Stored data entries

============================================================

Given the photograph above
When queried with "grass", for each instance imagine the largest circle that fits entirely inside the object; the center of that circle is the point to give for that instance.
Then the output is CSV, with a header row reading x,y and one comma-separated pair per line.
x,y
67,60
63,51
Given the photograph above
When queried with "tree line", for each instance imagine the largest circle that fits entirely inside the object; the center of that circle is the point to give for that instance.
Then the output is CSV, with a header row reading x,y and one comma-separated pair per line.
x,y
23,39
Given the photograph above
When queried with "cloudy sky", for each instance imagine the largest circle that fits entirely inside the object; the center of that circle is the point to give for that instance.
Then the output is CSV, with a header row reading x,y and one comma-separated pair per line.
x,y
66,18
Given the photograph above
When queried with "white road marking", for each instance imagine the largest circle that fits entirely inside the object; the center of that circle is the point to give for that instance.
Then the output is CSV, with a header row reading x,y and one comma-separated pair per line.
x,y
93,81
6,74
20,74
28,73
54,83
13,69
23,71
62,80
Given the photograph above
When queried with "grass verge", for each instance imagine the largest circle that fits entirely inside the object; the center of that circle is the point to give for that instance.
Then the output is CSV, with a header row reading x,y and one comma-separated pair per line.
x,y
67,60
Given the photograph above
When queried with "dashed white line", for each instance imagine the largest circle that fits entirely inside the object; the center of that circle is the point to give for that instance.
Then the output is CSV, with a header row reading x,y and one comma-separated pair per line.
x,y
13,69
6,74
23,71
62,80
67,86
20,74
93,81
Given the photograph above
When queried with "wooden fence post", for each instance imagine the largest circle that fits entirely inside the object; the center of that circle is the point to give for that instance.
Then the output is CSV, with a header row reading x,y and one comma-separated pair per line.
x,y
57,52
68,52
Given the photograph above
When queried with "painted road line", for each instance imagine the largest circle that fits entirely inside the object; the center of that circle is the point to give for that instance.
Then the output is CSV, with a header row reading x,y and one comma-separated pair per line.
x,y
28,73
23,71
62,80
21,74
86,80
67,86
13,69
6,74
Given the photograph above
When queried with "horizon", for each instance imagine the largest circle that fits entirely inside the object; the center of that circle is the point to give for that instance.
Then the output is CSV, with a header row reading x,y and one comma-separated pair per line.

============================================================

Problem description: Taking care to match every character, output all of the entries above.

Written solution:
Given the photograph above
When queried with "grass", for each instance imagine the largest circle that fits entirely inside the object; the center of that circle is the point to give for that instance.
Then the output is CSV, with a header row reading x,y and one comma-separated pair per line.
x,y
67,60
63,51
Given the photograph above
When queried with "tree line", for each instance imagine the largest circle that fits entirely inside the object; the center of that circle is the point to give for that instance.
Then the output is CSV, with a header row reading x,y and one comma-separated pair per line.
x,y
23,39
Given the photograph above
When queried with "cloudy sky", for each instance imagine the largest circle that fits entirely inside the object; the center of that circle is the point to give for that instance.
Then the output is CSV, with a header row reading x,y and one comma-separated pair per line.
x,y
66,18
Given the photograph above
When queried with "white road marking", for each instance imagine the largest circle that fits entirely inside the object; the center of that circle is the point to give for that instance.
Then the output is CSV, with a header row reading x,y and one comma-separated pair per line.
x,y
93,81
6,74
20,74
28,73
54,83
13,69
23,71
62,80
Given the photograph above
When queried with "grass verge", for each instance imagine the largest circle that fits entirely inside the object; the center of that circle is the point to give for that instance.
Then the output is CSV, with a header row reading x,y and one comma-separated pair per line.
x,y
67,60
Given the photograph above
When queried with "dashed white line", for each instance imagine the largest circle that fits entirely inside the object; the center of that circle is the point to give for that instance.
Then the output is CSV, with a header row reading x,y and one comma-separated pair per line.
x,y
13,69
6,74
23,71
62,80
67,86
20,74
93,81
Given the photograph above
When queried with "wooden fence post", for each instance imagine the largest circle that fits entirely inside the object; the center of that circle is the point to give for that instance.
Then the output is CSV, with a header row reading x,y and one comma-separated pair per line.
x,y
57,52
68,52
Given the photograph above
When queried with "painted road line", for each instance imagine the largest circle that fits entirely inside the object; the center of that circle is the point to give for that instance.
Then the output is CSV, with a header row reading x,y and one comma-separated pair per line.
x,y
28,73
23,71
62,80
21,74
86,80
67,86
13,69
6,74
Given the photograph above
When queried with "horizon", for each instance imagine the largest circle that fits entirely inside the object; the center of that circle is the point to give for that instance.
Then the output is CSV, with a header row reading x,y and one comma-separated pair per line.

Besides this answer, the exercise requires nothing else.